■ The data ■
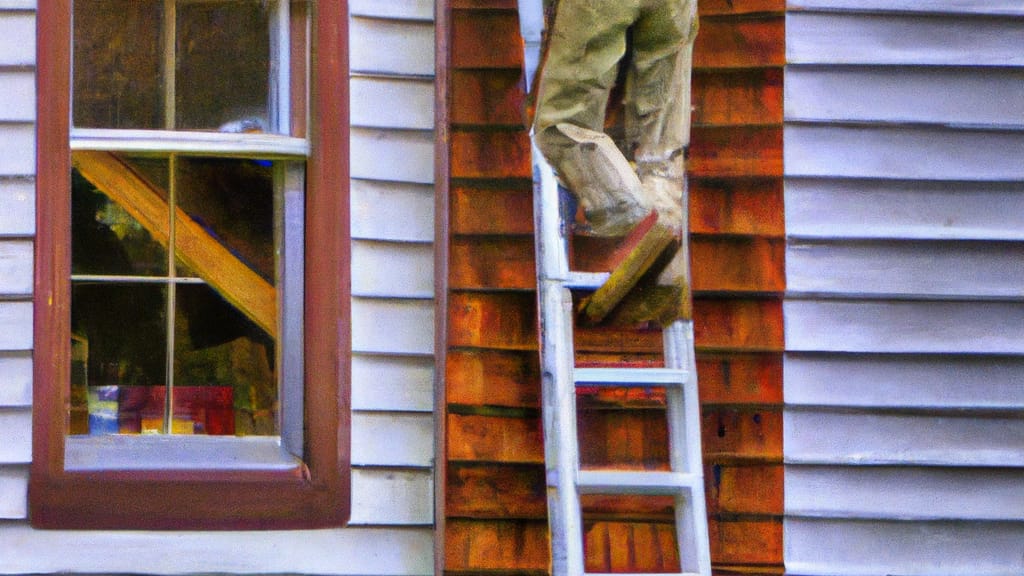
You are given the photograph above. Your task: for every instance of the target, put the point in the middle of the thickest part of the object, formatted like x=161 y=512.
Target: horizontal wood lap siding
x=904 y=365
x=16 y=230
x=392 y=365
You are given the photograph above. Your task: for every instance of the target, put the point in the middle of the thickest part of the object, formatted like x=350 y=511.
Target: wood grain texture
x=485 y=39
x=740 y=42
x=493 y=211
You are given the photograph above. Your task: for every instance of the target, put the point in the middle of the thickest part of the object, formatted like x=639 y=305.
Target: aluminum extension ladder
x=565 y=480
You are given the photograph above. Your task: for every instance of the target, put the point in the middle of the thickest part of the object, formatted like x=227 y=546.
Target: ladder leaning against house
x=560 y=379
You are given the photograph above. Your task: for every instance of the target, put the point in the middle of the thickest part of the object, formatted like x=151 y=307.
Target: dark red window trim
x=320 y=495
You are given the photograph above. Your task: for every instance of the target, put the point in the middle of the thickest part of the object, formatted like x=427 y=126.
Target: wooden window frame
x=315 y=494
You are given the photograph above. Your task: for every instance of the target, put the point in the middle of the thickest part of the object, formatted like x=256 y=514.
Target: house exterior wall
x=904 y=364
x=392 y=137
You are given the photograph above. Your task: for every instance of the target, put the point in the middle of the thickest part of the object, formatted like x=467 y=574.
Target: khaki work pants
x=586 y=44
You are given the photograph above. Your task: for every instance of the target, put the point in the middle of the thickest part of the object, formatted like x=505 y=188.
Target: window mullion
x=170 y=64
x=172 y=202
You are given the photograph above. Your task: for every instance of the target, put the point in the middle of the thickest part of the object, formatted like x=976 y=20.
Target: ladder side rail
x=558 y=386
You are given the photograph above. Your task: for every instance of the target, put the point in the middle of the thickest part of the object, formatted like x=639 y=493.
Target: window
x=192 y=292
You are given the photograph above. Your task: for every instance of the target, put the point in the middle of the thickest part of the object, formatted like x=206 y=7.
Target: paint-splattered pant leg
x=587 y=43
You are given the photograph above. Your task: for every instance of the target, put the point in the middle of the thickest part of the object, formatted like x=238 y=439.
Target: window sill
x=158 y=452
x=214 y=144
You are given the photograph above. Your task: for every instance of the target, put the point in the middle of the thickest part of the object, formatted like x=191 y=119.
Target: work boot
x=609 y=191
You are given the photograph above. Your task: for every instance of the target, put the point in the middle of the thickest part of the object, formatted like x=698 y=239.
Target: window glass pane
x=225 y=368
x=105 y=238
x=223 y=66
x=233 y=203
x=117 y=64
x=119 y=338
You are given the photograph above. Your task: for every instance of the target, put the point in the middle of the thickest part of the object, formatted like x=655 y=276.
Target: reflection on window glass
x=118 y=71
x=173 y=65
x=223 y=66
x=151 y=338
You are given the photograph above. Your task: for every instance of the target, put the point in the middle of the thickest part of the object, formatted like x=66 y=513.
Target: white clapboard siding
x=15 y=379
x=15 y=268
x=905 y=39
x=903 y=152
x=400 y=270
x=394 y=497
x=13 y=487
x=904 y=318
x=392 y=326
x=398 y=9
x=955 y=269
x=406 y=156
x=18 y=101
x=395 y=211
x=402 y=383
x=901 y=326
x=909 y=493
x=16 y=445
x=883 y=380
x=17 y=38
x=852 y=208
x=392 y=103
x=837 y=547
x=832 y=437
x=1001 y=7
x=392 y=439
x=15 y=326
x=17 y=147
x=383 y=551
x=17 y=207
x=986 y=97
x=391 y=47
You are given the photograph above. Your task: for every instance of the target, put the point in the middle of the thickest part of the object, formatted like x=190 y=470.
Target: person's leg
x=587 y=42
x=657 y=111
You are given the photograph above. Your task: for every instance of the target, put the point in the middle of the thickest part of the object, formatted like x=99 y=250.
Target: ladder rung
x=627 y=377
x=631 y=482
x=644 y=574
x=586 y=280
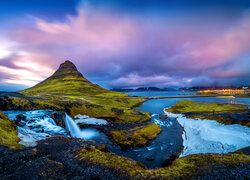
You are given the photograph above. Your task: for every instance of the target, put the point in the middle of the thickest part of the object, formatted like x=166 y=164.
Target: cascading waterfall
x=72 y=127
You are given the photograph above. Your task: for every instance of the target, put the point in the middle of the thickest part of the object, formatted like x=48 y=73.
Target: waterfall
x=72 y=127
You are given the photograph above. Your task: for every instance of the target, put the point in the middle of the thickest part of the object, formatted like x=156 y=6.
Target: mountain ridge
x=66 y=80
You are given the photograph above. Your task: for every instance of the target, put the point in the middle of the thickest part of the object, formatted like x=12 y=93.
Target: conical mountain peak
x=67 y=65
x=66 y=80
x=67 y=69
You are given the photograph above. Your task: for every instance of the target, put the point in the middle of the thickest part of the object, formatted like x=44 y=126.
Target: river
x=199 y=136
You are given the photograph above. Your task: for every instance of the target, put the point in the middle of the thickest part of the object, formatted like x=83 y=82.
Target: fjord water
x=160 y=93
x=204 y=136
x=199 y=136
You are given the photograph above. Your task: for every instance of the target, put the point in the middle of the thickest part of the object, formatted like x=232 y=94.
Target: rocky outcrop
x=59 y=118
x=52 y=158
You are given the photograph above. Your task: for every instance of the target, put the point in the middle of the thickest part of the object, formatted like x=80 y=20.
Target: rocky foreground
x=61 y=157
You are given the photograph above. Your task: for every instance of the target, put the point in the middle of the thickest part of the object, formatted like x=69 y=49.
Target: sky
x=127 y=43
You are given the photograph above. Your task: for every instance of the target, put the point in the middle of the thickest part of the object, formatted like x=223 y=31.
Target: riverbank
x=222 y=113
x=71 y=158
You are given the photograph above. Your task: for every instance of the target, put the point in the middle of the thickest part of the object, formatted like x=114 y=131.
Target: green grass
x=184 y=167
x=192 y=106
x=68 y=90
x=138 y=136
x=110 y=160
x=8 y=133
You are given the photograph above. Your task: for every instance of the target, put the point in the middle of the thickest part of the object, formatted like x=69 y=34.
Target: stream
x=199 y=136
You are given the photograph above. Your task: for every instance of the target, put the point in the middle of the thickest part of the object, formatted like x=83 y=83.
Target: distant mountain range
x=144 y=89
x=195 y=88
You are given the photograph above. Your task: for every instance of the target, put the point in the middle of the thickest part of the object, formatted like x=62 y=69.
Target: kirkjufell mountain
x=66 y=80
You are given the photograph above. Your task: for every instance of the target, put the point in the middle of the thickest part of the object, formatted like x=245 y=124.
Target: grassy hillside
x=67 y=89
x=67 y=80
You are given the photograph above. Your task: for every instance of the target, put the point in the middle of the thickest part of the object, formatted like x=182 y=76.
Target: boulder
x=20 y=117
x=59 y=118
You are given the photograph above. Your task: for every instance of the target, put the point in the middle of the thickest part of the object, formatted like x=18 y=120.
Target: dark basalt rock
x=150 y=158
x=59 y=118
x=163 y=116
x=52 y=158
x=19 y=123
x=171 y=159
x=20 y=117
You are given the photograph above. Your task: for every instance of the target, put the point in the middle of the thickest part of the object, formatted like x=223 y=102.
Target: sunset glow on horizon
x=126 y=44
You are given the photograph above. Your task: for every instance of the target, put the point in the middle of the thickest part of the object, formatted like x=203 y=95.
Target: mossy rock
x=138 y=136
x=8 y=133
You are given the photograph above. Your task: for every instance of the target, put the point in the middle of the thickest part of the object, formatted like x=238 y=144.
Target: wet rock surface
x=55 y=158
x=52 y=158
x=59 y=118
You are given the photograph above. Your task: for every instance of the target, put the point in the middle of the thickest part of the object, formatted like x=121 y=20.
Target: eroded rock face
x=52 y=158
x=59 y=118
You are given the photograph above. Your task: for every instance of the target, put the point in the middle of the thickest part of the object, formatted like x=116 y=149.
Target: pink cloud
x=127 y=50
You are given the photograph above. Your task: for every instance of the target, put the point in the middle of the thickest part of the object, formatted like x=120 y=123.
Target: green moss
x=8 y=133
x=138 y=136
x=110 y=160
x=184 y=167
x=39 y=104
x=190 y=165
x=20 y=102
x=103 y=107
x=192 y=106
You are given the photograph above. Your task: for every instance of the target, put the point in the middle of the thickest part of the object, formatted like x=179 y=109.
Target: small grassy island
x=222 y=113
x=138 y=136
x=61 y=157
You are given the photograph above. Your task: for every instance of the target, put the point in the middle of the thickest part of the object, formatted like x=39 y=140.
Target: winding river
x=196 y=136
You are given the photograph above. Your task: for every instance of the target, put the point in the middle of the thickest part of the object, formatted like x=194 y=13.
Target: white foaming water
x=75 y=130
x=72 y=127
x=38 y=125
x=209 y=136
x=87 y=120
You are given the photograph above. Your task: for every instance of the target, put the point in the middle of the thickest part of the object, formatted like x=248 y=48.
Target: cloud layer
x=129 y=50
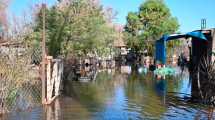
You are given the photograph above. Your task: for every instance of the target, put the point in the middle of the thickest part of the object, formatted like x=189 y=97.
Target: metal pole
x=43 y=56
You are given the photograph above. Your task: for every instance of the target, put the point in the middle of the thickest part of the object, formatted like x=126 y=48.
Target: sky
x=188 y=12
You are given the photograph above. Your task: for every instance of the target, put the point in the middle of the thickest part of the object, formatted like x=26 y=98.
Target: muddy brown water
x=118 y=96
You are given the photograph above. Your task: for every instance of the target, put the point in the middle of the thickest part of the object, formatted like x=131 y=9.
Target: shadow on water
x=117 y=95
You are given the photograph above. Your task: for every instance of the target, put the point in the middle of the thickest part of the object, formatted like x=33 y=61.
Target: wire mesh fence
x=20 y=84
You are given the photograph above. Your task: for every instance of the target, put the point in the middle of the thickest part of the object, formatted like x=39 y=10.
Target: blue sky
x=188 y=12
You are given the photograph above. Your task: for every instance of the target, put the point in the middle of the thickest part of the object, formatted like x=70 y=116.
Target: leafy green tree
x=75 y=27
x=148 y=24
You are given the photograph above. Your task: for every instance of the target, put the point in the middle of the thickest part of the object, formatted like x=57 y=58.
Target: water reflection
x=121 y=96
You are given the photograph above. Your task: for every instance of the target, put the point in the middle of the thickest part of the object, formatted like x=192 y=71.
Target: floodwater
x=122 y=96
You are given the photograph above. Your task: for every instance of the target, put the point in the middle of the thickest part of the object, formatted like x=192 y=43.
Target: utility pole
x=44 y=55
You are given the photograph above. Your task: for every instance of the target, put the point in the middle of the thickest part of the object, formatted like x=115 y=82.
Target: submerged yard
x=120 y=96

■ Problem statement ■
Starting at the line that holds "Target: floodwater", set down each line exactly through the last line of the records above, and no others.

■ Result ■
Target: floodwater
x=122 y=96
You are given the photograph above. Your task: for every instance of the target, put the point in the middle of the thickest part of the object, formatted like x=192 y=43.
Target: utility pole
x=44 y=55
You are given the photograph above. Your task: for every instance of the target, put the point in the middle of the thickest part of the object, formatted like x=115 y=82.
Target: submerged yard
x=120 y=96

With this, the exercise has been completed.